- Given exercise -
Rewrite the records from the line containing "Note: for this drill we locate the duck in" through the end of the records, swapping "green leaf" for "lily pad" and leaving everything else unchanged.

Begin Input material

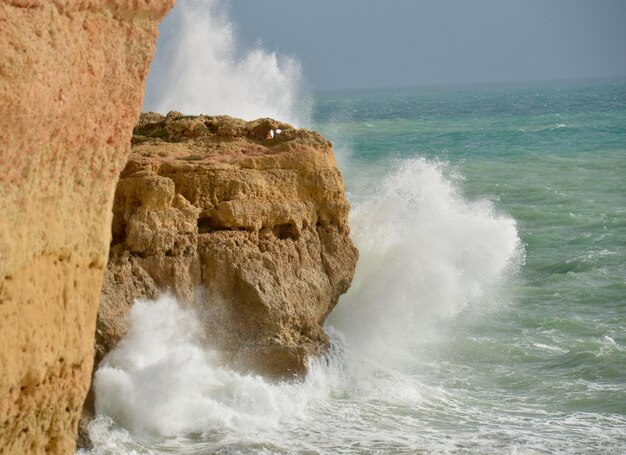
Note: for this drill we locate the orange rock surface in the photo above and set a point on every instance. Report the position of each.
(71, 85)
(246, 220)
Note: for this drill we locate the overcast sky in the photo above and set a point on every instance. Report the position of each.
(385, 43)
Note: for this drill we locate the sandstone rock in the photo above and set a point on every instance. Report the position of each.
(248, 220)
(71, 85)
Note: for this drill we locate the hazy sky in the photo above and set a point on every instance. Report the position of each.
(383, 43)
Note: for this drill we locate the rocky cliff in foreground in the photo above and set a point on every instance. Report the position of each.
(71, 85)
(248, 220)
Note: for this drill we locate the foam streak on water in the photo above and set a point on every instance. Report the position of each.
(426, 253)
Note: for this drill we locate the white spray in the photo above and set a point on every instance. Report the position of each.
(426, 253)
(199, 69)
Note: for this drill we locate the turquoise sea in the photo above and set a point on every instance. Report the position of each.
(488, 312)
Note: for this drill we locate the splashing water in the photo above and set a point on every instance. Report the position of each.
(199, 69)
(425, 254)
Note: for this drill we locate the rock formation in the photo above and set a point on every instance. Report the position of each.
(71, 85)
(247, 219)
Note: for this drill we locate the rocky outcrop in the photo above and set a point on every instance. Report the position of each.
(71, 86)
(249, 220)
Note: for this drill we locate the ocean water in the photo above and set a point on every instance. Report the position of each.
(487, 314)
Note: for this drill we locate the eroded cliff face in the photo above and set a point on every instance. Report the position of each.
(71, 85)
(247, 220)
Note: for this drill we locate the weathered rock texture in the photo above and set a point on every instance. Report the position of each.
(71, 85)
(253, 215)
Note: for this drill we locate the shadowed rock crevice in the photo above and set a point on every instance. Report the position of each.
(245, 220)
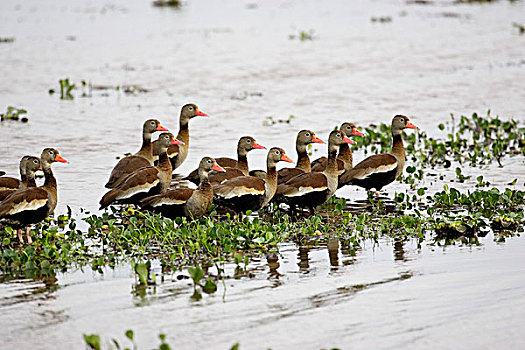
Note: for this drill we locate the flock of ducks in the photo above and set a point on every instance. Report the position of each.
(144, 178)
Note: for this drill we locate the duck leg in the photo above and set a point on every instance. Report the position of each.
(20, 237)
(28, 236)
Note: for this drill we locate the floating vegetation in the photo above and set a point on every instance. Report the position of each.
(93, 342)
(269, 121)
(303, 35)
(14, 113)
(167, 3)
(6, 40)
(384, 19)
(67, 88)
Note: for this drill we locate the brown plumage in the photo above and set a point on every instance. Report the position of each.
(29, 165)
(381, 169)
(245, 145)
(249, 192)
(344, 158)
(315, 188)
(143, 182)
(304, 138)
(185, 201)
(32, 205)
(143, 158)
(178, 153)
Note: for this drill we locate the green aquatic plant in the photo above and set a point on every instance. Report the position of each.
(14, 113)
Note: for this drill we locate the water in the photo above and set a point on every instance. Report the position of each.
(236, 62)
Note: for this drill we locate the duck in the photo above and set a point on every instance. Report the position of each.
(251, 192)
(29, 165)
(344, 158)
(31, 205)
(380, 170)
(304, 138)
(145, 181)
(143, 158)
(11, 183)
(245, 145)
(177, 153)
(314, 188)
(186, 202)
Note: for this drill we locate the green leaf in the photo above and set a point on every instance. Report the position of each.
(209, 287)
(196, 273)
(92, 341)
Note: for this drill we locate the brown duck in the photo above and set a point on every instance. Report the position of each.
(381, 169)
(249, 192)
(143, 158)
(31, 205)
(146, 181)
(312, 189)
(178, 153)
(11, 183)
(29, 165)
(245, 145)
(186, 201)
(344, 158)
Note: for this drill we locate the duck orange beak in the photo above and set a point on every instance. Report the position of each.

End Input material

- Answer to this task -
Note: for this drill we locate the duck in the photo above and set a point on every instance. Report the position of each.
(251, 192)
(29, 165)
(344, 158)
(31, 205)
(380, 170)
(304, 138)
(145, 181)
(143, 158)
(11, 183)
(245, 145)
(177, 153)
(314, 188)
(186, 202)
Note: for this drill we locate the lily pad in the photo above and set a point on every instance. Report the position of each.
(209, 287)
(196, 273)
(92, 341)
Note: for this drill we locate the brown duck in the photo above and set a point on every instance. Report the position of each.
(381, 169)
(249, 192)
(143, 158)
(31, 205)
(146, 181)
(312, 189)
(178, 153)
(11, 183)
(29, 165)
(245, 145)
(186, 201)
(344, 158)
Note: for this drill we locate the duck orange beak in the photo above and set a point on every instance. Report the position of each.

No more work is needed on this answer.